◆ TEXT TO READ ◆

========

Transforming Datasets

Datasets transformations take in datasets and produce new datasets. For example, map is a transformation that applies a user-defined function (UDF) on each dataset record and returns a new dataset as the result. Datasets transformations can be composed to express a chain of computations.

Transformations

There are two main types of transformations:

  • One-to-one: each input block will contribute to only one output block, such as ds.map_batches().

  • All-to-all: input blocks can contribute to multiple output blocks, such as ds.random_shuffle().

Here is a table listing some common transformations supported by Ray Datasets.

Common Ray Datasets transformations.

Transformation

Type

Description

ds.map_batches()

One-to-one

Apply a given function to batches of records of this dataset.

ds.add_column()

One-to-one

Apply a given function to batches of records to create a new column.

ds.drop_columns()

One-to-one

Drop the given columns from the dataset.

ds.split()

One-to-one

Split the dataset into N disjoint pieces.

ds.repartition(shuffle=False)

One-to-one

Repartition the dataset into N blocks, without shuffling the data.

ds.repartition(shuffle=True)

All-to-all

Repartition the dataset into N blocks, shuffling the data during repartition.

ds.random_shuffle()

All-to-all

Randomly shuffle the elements of this dataset.

ds.sort()

All-to-all

Sort the dataset by a sortkey.

ds.groupby()

All-to-all

Group the dataset by a groupkey.

Tip

Datasets also provides the convenience transformation methods ds.map(), ds.flat_map(), and ds.filter(), which are not vectorized (slower than ds.map_batches()), but may be useful for development.

========

◆ PROBLEMS TO WORK ON ◆
A) In the text on transforming datasets, what type of transformation is ds.repartition(shuffle=True)?
B) Pick up the text on transforming datasets after its final sentence and carry it forward.
The records have no connection to the text on transforming datasets.

========

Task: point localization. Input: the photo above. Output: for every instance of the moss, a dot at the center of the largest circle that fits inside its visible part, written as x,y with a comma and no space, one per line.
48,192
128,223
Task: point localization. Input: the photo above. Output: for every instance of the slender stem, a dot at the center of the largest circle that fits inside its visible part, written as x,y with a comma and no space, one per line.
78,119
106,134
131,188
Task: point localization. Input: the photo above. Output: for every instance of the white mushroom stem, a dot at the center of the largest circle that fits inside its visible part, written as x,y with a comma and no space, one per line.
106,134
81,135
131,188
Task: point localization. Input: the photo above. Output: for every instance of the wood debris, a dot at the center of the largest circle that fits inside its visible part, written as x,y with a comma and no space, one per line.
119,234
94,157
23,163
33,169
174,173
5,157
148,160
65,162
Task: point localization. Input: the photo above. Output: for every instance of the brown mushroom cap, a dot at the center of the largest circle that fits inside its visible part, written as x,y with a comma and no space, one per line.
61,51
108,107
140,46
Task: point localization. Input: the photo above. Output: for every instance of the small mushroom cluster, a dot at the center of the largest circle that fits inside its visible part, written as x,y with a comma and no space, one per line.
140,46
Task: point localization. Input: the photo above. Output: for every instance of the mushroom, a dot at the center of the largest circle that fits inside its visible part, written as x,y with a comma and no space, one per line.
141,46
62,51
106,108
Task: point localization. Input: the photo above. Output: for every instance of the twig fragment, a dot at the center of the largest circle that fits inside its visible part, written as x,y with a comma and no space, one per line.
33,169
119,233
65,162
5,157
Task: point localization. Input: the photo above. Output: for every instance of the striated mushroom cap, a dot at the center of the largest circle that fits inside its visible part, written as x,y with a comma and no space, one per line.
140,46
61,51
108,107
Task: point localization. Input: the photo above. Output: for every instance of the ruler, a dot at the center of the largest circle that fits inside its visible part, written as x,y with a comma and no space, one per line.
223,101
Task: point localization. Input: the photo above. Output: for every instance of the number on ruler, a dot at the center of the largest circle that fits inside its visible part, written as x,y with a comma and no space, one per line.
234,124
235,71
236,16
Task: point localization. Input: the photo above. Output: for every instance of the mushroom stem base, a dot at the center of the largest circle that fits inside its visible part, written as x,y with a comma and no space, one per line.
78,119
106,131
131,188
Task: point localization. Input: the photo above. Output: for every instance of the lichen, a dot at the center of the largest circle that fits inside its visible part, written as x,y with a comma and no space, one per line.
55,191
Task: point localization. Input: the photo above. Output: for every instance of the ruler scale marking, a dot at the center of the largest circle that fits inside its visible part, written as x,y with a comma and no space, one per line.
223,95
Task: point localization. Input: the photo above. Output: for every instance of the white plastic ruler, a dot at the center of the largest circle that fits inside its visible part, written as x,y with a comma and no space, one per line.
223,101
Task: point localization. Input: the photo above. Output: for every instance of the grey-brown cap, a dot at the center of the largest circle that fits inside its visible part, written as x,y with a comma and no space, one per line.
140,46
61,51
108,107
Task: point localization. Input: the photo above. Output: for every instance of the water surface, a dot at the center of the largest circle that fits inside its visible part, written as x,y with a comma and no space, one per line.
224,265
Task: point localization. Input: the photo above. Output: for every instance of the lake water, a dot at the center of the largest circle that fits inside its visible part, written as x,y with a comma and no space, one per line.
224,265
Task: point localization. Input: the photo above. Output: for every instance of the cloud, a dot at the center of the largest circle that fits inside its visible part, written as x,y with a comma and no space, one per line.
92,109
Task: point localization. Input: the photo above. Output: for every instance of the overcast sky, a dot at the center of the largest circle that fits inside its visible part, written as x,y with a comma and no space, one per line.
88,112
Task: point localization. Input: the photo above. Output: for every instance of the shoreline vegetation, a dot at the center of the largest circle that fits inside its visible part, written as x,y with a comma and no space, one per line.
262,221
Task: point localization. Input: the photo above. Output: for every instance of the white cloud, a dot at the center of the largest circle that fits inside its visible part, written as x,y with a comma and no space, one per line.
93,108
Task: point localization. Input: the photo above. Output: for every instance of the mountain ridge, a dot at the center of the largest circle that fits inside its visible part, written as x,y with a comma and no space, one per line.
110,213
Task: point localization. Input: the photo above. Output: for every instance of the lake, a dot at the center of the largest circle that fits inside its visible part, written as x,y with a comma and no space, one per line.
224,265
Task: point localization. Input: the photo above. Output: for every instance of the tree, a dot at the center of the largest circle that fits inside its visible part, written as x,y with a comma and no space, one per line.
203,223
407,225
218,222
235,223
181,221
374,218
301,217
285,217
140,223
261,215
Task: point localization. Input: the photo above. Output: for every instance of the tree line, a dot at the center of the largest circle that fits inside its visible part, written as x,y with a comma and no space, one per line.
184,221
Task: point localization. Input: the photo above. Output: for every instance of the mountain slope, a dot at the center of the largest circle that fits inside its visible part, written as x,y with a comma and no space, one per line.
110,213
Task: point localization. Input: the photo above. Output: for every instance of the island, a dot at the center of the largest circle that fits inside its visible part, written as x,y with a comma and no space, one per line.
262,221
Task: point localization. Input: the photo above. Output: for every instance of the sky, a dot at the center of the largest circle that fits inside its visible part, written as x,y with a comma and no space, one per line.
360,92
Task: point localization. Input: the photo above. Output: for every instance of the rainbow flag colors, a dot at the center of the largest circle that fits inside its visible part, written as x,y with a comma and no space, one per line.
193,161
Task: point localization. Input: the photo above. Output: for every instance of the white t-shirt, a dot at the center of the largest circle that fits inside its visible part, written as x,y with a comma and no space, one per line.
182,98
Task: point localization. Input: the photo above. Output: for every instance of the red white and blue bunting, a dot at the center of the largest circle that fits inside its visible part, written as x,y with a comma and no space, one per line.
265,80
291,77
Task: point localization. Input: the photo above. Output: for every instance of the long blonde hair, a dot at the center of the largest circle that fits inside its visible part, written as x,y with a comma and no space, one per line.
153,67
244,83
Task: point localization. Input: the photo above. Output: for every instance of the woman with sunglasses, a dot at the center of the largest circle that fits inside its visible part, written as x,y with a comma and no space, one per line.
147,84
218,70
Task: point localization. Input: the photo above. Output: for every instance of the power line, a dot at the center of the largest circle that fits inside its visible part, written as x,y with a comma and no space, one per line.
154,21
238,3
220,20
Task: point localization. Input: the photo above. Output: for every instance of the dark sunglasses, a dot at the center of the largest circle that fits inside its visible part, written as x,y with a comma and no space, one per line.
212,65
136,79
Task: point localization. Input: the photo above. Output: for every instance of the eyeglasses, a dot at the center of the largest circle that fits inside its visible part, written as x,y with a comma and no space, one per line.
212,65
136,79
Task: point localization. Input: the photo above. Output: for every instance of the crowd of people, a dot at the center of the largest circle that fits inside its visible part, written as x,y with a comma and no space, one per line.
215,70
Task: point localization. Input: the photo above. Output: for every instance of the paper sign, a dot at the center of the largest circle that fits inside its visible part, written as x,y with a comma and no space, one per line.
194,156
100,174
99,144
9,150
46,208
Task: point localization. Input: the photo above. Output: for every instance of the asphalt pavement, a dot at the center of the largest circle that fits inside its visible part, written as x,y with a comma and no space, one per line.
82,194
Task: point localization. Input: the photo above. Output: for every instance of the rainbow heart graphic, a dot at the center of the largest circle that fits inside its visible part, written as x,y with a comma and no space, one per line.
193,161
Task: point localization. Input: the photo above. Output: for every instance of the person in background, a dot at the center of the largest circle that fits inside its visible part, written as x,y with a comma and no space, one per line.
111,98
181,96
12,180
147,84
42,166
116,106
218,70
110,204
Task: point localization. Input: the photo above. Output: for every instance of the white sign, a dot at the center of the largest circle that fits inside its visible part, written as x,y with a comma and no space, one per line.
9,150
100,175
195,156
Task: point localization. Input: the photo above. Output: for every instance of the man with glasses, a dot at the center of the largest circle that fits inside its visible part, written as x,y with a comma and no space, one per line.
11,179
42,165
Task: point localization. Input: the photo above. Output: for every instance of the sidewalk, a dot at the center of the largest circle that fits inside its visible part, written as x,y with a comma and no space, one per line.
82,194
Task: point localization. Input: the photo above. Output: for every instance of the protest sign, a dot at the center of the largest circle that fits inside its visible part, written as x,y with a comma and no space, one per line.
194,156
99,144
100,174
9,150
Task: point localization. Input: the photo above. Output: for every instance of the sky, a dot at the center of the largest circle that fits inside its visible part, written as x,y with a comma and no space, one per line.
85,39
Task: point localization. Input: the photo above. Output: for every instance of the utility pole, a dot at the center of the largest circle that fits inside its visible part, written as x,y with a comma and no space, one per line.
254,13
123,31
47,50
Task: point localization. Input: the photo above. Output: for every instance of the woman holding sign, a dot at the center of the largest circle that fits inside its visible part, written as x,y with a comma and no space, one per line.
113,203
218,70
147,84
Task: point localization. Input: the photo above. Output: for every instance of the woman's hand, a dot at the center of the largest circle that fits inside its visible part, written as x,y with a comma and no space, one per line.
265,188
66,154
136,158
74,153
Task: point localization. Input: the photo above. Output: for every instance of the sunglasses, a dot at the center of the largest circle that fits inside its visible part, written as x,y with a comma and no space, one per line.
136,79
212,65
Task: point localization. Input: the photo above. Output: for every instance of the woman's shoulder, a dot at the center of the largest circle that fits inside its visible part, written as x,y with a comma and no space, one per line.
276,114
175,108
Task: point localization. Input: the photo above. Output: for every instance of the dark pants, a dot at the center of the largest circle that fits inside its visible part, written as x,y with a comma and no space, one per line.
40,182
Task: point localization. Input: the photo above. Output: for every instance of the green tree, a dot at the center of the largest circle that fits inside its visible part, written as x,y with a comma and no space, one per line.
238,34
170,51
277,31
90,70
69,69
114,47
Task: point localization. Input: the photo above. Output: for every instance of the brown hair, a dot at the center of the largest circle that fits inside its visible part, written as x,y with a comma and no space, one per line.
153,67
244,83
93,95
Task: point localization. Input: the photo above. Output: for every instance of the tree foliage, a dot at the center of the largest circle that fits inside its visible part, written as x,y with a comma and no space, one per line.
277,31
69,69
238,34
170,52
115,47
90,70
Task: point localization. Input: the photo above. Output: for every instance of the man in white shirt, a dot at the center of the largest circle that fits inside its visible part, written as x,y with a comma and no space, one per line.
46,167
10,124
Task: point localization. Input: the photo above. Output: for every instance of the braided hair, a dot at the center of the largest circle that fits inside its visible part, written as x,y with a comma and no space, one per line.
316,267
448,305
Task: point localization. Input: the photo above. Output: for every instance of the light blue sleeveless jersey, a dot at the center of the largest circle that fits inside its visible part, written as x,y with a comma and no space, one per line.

========

◆ ANSWERS ◆
A) All-to-all.

B)
The following is an example to make use of those transformation APIs for processing the Iris dataset.

import ray
import pandas

# Create a dataset from file with Iris data.
# Tip: "example://" is a convenient protocol to access the
# python/ray/data/examples/data directory.
ds = ray.data.read_csv("example://iris.csv")
# Dataset(num_blocks=1, num_rows=150,
#         schema={sepal.length: float64, sepal.width: float64,
#                 petal.length: float64, petal.width: float64, variety: object})
ds.show(3)
# -> {'sepal.length': 5.1, 'sepal.width': 3.5,
#     'petal.length': 1.4, 'petal.width': 0.2, 'variety': 'Setosa'}
# -> {'sepal.length': 4.9, 'sepal.width': 3.0,
#     'petal.length': 1.4, 'petal.width': 0.2, 'variety': 'Setosa'}
# -> {'sepal.length': 4.7, 'sepal.width': 3.2,
#     'petal.length': 1.3, 'petal.width': 0.2, 'variety': 'Setosa'}

# Repartition the dataset to 5 blocks.
ds = ds.repartition(5)
# Dataset(num_blocks=5, num_rows=150,
#         schema={sepal.length: double, sepal.width: double,
#                 petal.length: double, petal.width: double, variety: string})

# Find rows with sepal.length < 5.5 and petal.length > 3.5.
def transform_batch(df: pandas.DataFrame) -> pandas.DataFrame:
    return df[(df["sepal.length"] < 5.5) & (df["petal.length"] > 3.5)]

# Map processing the dataset.
ds.map_batches(transform_batch).show()
# -> {'sepal.length': 5.2, 'sepal.width': 2.7,
#     'petal.length': 3.9, 'petal.width': 1.4, 'variety': 'Versicolor'}
# -> {'sepal.length': 5.4, 'sepal.width': 3.0,
#     'petal.length': 4.5, 'petal.width': 1.5, 'variety': 'Versicolor'}
# -> {'sepal.length': 4.9, 'sepal.width': 2.5,
#     'petal.length': 4.5, 'petal.width': 1.7, 'variety': 'Virginica'}

# Split the dataset into 2 datasets
ds.split(2)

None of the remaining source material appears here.